= Maywood Superfund site =

Superfund site in Maywood/Rochelle Park, New Jersey, U.S.

The Maywood Chemical Company processed radioactive thorium waste from 1916 through 1955 in Maywood / Rochelle Park, in Bergen County, New Jersey, United States. The United States Environmental Protection Agency (EPA) deemed Maywood Chemical a Superfund site in 1983 and has since been in the clean process.

== Origins ==

Maywood was established as a borough in 1894. Stepan Company purchased Maywood works in 1959 and renamed it Maywood Chemical Company. Maywood became a Superfund location in 1983 after radioactive thorium waste was processed through the borough.

=== Town history ===

Maywood was established as a borough on June 29, 1894. Maywood borders Hackensack, Lodi, Rochelle Park, and Paramus. Maywood is a mid-class community that features about 9,555 people living in community, the census is made up of about 74% white, 5% Black or African American, 10% Asian, and 6% other.

=== Company history ===

Maywood Chemical Company was involved in the creation of the Superfund site. This was mainly because of act of processing radioactive thorium waste from 1916 through 1955. Maywood Chemical was formerly known as Maywood Works before it was purchased by Stepan Company in 1955.

§ COLLECTED DATA:
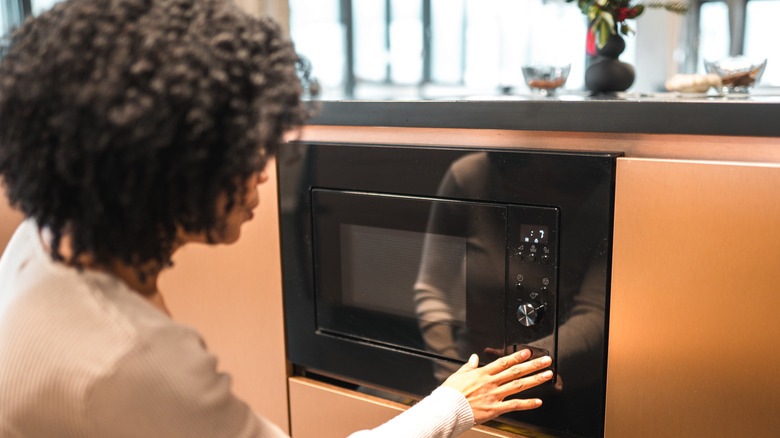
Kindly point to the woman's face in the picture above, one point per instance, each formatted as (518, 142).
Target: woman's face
(240, 212)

§ ASSIGNED TASK:
Return the full text about the Maywood Superfund site, word for word.

§ ANSWER TO THE EXERCISE:
= Maywood Superfund site =

Superfund site in Maywood/Rochelle Park, New Jersey, U.S.

The Maywood Chemical Company processed radioactive thorium waste from 1916 through 1955 in Maywood / Rochelle Park, in Bergen County, New Jersey, United States. The United States Environmental Protection Agency (EPA) deemed Maywood Chemical a Superfund site in 1983 and has since been in the clean process.

== Origins ==

Maywood was established as a borough in 1894. Stepan Company purchased Maywood works in 1959 and renamed it Maywood Chemical Company. Maywood became a Superfund location in 1983 after radioactive thorium waste was processed through the borough.

=== Town history ===

Maywood was established as a borough on June 29, 1894. Maywood borders Hackensack, Lodi, Rochelle Park, and Paramus. Maywood is a mid-class community that features about 9,555 people living in community, the census is made up of about 74% white, 5% Black or African American, 10% Asian, and 6% other.

=== Company history ===

Maywood Chemical Company was involved in the creation of the Superfund site. This was mainly because of act of processing radioactive thorium waste from 1916 through 1955. Maywood Chemical was formerly known as Maywood Works before it was purchased by Stepan Company in 1955.